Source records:
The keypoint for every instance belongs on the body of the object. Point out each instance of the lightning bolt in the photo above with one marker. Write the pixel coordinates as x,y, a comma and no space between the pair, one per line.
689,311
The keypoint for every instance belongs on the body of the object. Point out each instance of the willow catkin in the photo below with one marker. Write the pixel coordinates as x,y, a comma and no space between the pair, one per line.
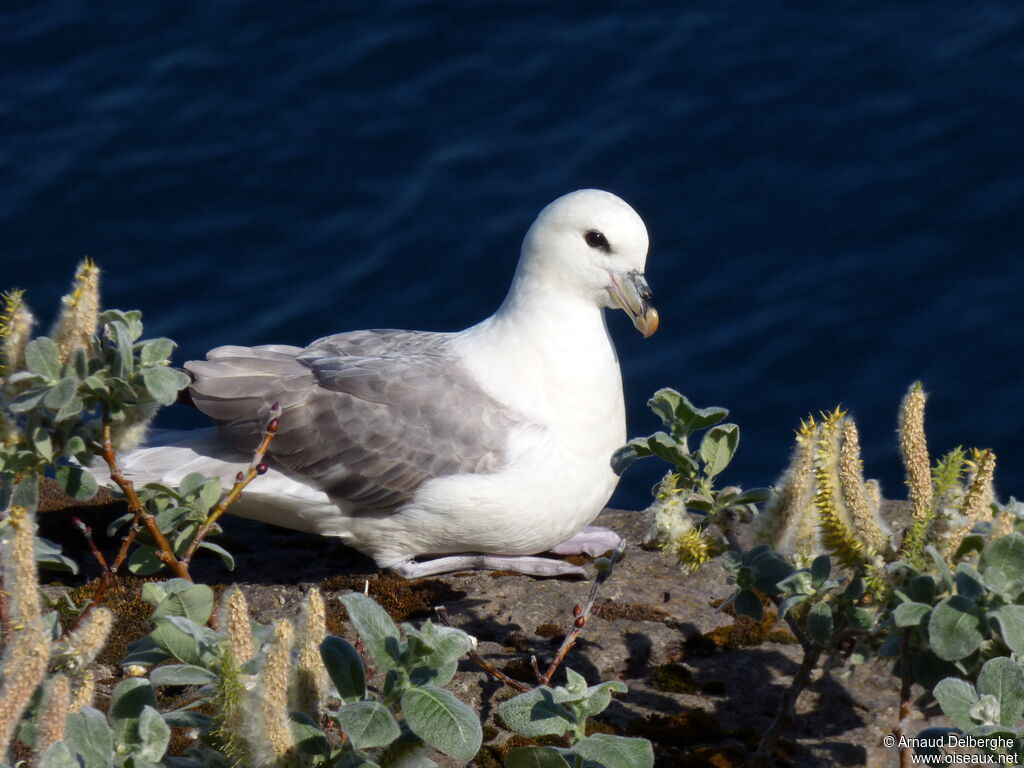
913,445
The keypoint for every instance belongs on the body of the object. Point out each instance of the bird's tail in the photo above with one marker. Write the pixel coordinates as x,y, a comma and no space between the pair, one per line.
171,455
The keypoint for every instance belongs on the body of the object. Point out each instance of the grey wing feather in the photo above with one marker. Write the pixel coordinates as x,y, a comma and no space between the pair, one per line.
368,416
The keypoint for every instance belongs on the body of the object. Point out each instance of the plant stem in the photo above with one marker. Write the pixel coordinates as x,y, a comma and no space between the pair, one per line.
480,660
256,467
164,550
786,707
581,617
905,685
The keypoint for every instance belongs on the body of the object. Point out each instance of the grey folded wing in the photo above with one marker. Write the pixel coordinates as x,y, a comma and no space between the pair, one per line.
367,416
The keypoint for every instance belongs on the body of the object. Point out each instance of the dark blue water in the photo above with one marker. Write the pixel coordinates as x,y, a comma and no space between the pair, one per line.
834,193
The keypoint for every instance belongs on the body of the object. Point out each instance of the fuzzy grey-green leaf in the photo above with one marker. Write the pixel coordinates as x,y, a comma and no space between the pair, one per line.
156,351
1010,620
90,736
534,757
345,668
76,482
154,735
718,448
163,383
910,614
42,356
442,721
374,626
58,756
61,393
1004,678
819,623
536,713
368,724
956,697
1007,554
195,603
615,752
954,629
181,674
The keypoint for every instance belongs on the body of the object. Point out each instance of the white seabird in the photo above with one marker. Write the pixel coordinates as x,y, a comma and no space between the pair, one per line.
480,448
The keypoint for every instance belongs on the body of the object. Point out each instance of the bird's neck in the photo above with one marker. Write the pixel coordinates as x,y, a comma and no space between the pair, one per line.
542,348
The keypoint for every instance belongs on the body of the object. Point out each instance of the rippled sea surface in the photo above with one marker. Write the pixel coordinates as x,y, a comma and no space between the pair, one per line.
834,193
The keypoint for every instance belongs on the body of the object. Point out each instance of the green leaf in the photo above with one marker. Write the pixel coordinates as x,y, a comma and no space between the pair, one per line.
599,696
182,645
664,446
442,721
195,603
27,399
308,737
89,735
43,442
71,410
124,360
1004,678
58,756
718,448
956,696
375,627
754,496
820,569
128,701
224,555
163,383
156,351
910,614
748,604
1007,554
48,555
969,582
440,648
369,724
154,735
954,629
534,757
345,668
615,752
61,393
42,357
190,483
76,482
209,494
181,674
819,623
1011,623
143,561
26,493
664,403
536,713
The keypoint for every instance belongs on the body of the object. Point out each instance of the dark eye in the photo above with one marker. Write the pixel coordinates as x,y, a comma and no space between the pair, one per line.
596,240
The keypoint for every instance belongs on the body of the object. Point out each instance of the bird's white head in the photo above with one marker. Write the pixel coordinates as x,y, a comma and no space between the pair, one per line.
593,245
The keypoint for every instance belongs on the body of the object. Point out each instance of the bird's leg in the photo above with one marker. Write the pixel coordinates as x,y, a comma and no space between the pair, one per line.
592,541
537,566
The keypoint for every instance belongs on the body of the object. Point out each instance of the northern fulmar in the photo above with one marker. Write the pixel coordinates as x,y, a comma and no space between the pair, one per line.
479,449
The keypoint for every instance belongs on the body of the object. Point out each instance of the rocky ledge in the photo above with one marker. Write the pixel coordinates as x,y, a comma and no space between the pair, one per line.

WHAT YOU SHOULD DO
Return each line above word for word. Skip the pictures.

RESPONSE TO THIS TASK
The keypoint for every instance belongs on the body of the object. Point out each instance of the lightning bolt in the photo above with one marker. Write the pixel coordinates as x,y, a comma and no space between the pair, one per line.
689,311
The keypoint for every instance belongs on the body of the object. Point out each instance of the willow catkin in the photo below with one marker. Write the pixel coordinates as x,y, a comma and no space between the pair, one per line.
913,445
The keypoint for every instance belongs on the body of the object. Point out each instance of the bird's tail in the photo above with one marker. Write the pixel coordinates as x,y, a comma and no space between the pair, one per line.
171,455
The keypoint for every instance belongs on the body of the object. Point out each instance of the grey wing feather in the photo above with one marker. Write the pixel coordinates as x,y, a comma and no space between the pair, one per line.
368,416
The keypoint for every instance belongs on the body of the object. Point out each instance of the plant stem in the photo above with one marker. Write the pixel coordinates as x,y, a comma and no space between the pair, one per line.
480,660
256,467
164,550
786,707
581,617
905,685
The keypoint for every instance belongs on the body of the object. Point out each instance of the grey folded wing in the photo above with one marker. Write the pixel coordinates as x,y, a comma and no space between the pair, one per line.
367,416
The keypoint for every instance belongs on the body of the object. Point out each instance of the dark blue water in the photo above with one marker. Write the pixel coordinates as x,y, a comma and no space between the pair, one per line.
834,193
The keypoint for every instance belongs on the body of the object. Point out each instance of the fuzzy grey-green leaf in the photo above with one marker. Write the pixel coordinates as x,y, a comma and no space between the pair, one per line.
156,351
1010,620
90,736
534,757
345,668
76,482
154,735
718,448
163,383
910,614
42,356
442,721
374,626
58,756
61,393
1004,678
819,623
536,713
368,724
956,697
1007,554
195,603
615,752
954,629
181,674
The keypoint for every instance belongs on the body of the object. Point out each instance of the white seabird in the photo above with one marker. Write the pixel coordinates as x,y, a comma and no space between the pair, one per line.
480,448
The keypoint for every instance belongs on the body of the object. Point out each instance of the bird's neck in the photo above with one marker. Write the pixel coordinates as x,y, a comma and no space between the pair, one per line.
542,348
The keypoint for every instance belongs on the body of the object. Point out each instance of the rippled sea surface in the photo above with one marker. Write the pixel coordinates as x,y, a comma and no space between the pair, one per line.
834,193
The keypoint for every instance belongs on the body of the object. Point out each instance of the green leaf in the photo above with one marker. Write the pixel coordinates as x,y, a comma and no space between the pair, one per line.
599,696
182,645
664,446
442,721
195,603
27,399
308,737
89,735
43,442
71,410
124,360
1004,678
58,756
718,448
956,696
375,627
754,496
820,569
128,701
224,555
163,383
156,351
910,614
748,604
1007,554
48,555
969,582
440,648
369,724
154,735
954,629
534,757
345,668
615,752
61,393
42,357
190,483
76,482
209,494
181,674
819,623
1011,623
143,561
26,493
664,403
536,713
The keypoint for every instance belongs on the body of the object. Point out each instance of the dark eye in the photo above with one marker. Write the pixel coordinates as x,y, a comma and no space between the pair, one per line.
596,240
The keypoint for every instance belongs on the body of the object. Point out each instance of the bird's white head in the photo above with one marker. Write the pixel coordinates as x,y, a comma and no space between the pair, one per line.
593,245
The keypoint for every instance belongs on the body of the object. Point out each instance of the bird's leg in the photo above with one marker. Write the pixel coordinates as x,y, a comma and no space between the pair, one per line.
592,541
537,566
The keypoint for every instance belongs on the body of the object. Point out each instance of the northern fulmar in the photo above with one marker. Write the pixel coordinates as x,y, a comma and no space between the pair, one per line.
479,449
The keypoint for every instance belongs on the body of the object. Point out each instance of the rocky ledge in the photo above with one marker. Write the pixel coordinates as x,y, a comma and no space between the pair, one per line.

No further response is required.